**PROBLEM**. Filter this material down to the lines that hold "below", copying each one.

+ + + + +

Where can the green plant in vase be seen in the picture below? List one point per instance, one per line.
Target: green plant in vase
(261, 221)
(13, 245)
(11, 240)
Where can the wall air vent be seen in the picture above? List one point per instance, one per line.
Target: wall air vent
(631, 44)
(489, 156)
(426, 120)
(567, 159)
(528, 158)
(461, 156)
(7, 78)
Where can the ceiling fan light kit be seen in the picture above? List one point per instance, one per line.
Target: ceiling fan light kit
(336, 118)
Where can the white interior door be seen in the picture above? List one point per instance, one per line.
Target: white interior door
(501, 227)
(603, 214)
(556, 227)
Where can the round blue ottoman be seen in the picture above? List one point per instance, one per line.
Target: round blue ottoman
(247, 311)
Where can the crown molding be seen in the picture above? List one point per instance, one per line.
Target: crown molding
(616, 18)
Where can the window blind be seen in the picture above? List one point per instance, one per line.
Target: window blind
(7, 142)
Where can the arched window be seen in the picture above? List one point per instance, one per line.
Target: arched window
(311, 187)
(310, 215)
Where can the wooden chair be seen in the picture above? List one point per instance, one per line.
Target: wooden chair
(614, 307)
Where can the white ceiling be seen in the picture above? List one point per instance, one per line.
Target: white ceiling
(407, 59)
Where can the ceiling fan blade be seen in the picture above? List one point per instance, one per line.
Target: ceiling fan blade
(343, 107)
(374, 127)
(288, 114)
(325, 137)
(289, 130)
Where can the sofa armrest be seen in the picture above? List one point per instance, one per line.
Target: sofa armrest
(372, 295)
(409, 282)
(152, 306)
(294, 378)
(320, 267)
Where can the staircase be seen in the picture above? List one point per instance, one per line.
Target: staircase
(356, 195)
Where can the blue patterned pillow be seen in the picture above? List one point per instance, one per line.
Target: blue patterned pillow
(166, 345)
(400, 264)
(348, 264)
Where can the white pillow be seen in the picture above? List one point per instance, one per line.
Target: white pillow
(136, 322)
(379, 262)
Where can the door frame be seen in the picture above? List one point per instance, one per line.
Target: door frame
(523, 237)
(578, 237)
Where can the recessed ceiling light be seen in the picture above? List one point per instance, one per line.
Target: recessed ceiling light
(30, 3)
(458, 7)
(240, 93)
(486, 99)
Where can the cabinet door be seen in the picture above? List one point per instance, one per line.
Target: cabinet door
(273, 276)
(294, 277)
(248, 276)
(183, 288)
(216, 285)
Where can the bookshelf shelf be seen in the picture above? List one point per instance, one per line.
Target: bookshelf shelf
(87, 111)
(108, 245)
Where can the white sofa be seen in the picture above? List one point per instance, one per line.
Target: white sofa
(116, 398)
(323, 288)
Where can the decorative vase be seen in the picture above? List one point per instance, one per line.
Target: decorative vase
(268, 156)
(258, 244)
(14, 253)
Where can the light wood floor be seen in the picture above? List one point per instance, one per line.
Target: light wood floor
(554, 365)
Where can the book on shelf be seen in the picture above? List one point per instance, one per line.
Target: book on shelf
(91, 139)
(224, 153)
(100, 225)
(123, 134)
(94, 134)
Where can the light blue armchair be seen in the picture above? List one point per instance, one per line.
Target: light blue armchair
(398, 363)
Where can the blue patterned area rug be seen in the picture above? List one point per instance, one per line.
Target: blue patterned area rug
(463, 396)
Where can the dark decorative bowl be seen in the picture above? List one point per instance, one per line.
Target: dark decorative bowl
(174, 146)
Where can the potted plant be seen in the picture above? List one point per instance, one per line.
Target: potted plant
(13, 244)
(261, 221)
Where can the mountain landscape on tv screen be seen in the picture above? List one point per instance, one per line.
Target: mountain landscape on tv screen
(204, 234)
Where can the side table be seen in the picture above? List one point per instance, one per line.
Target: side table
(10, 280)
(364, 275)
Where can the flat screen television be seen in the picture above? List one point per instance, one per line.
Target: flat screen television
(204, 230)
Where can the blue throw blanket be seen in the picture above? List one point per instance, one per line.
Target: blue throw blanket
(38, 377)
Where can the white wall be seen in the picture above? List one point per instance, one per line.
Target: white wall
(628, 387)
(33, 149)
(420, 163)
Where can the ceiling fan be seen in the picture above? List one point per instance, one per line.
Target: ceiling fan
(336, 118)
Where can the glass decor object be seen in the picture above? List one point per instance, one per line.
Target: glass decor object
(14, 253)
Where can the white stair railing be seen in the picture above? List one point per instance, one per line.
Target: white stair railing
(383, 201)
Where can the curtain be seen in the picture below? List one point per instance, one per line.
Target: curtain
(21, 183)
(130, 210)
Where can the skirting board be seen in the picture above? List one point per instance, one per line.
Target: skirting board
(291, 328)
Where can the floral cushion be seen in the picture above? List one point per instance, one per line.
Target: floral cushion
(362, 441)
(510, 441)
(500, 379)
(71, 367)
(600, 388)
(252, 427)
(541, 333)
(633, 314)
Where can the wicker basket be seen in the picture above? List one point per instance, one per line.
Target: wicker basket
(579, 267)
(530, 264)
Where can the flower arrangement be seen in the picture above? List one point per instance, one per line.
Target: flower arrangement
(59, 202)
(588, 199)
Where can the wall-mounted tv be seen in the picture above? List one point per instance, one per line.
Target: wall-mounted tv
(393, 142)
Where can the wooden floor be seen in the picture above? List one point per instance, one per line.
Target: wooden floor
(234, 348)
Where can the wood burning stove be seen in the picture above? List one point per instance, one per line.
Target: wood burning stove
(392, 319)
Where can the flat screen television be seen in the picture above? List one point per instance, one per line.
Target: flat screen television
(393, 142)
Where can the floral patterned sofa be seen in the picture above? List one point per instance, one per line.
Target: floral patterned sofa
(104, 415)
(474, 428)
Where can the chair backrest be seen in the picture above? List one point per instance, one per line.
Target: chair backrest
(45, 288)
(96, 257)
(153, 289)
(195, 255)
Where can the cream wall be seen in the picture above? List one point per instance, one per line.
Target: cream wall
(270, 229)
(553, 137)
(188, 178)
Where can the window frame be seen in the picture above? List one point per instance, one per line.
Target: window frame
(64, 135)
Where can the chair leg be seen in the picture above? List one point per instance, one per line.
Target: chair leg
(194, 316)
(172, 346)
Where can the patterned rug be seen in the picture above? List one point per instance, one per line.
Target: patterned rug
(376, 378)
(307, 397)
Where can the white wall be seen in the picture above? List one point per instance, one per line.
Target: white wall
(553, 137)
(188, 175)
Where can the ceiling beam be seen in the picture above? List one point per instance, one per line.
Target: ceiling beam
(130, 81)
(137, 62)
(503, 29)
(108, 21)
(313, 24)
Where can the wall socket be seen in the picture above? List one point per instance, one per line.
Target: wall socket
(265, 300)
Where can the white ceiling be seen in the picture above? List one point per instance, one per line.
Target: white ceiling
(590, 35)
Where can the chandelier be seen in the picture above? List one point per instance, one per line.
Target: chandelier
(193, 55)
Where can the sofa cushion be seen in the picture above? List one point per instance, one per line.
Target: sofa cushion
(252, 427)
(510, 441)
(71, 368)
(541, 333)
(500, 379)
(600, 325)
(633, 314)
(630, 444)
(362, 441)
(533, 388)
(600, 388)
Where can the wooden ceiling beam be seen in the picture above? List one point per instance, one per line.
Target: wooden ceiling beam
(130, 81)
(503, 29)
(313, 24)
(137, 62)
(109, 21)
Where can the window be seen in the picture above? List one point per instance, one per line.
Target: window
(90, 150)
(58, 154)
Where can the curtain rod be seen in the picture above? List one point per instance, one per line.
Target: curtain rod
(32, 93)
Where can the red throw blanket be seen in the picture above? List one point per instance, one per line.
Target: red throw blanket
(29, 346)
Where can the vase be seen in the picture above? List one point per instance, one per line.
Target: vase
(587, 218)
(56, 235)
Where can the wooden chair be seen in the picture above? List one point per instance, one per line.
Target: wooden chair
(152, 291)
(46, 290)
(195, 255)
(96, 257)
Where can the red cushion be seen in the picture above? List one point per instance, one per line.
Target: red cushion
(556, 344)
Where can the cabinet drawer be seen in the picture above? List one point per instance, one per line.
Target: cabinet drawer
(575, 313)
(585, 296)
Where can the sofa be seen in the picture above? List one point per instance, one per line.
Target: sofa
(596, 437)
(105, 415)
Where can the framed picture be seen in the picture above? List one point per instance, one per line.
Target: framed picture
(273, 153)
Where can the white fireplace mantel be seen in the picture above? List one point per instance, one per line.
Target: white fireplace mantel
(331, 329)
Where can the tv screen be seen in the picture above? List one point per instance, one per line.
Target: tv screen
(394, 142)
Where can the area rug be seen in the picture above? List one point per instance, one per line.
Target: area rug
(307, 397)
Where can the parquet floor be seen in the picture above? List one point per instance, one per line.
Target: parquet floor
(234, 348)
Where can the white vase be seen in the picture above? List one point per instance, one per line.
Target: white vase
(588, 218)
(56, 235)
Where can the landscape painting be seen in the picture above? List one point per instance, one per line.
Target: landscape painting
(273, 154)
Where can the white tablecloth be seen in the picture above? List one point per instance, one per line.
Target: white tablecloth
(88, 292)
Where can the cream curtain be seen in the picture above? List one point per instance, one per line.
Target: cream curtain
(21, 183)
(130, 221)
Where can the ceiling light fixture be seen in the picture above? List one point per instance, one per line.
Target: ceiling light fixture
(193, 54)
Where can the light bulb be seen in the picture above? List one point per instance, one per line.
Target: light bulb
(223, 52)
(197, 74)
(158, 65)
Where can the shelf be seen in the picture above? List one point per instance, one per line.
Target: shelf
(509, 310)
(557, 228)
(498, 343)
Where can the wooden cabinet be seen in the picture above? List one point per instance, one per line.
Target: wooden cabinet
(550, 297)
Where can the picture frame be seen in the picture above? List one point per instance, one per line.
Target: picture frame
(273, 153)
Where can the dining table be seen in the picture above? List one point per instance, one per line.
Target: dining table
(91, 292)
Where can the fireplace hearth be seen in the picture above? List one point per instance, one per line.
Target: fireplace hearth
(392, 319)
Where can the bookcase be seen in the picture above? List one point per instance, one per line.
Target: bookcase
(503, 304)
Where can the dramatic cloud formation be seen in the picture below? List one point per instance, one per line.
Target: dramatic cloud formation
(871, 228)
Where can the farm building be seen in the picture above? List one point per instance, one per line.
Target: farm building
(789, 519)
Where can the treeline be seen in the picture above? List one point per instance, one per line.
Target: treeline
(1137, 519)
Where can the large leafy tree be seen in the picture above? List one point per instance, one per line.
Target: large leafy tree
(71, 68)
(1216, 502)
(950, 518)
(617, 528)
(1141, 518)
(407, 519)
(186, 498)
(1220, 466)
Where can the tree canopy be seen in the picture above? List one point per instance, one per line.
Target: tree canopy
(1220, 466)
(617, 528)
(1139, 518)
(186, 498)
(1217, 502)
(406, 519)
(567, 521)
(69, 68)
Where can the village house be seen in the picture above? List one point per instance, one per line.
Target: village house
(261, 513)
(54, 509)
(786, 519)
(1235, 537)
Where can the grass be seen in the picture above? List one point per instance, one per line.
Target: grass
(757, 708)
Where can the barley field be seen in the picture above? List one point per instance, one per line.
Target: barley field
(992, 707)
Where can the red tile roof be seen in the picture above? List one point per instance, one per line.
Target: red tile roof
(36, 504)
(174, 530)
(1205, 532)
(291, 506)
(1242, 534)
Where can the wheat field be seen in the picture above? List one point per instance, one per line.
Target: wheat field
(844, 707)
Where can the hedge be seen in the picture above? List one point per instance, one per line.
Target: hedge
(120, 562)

+ + + + +

**ANSWER TO THIS EXERCISE**.
Where can the green plant in vase be seen in the picture below? List one point per instance, one per line.
Where can the curtain be seen in the picture below? List one point per instance, one per line.
Where can the dramatic cloud formation be seen in the picture below? List one point per instance, one per line.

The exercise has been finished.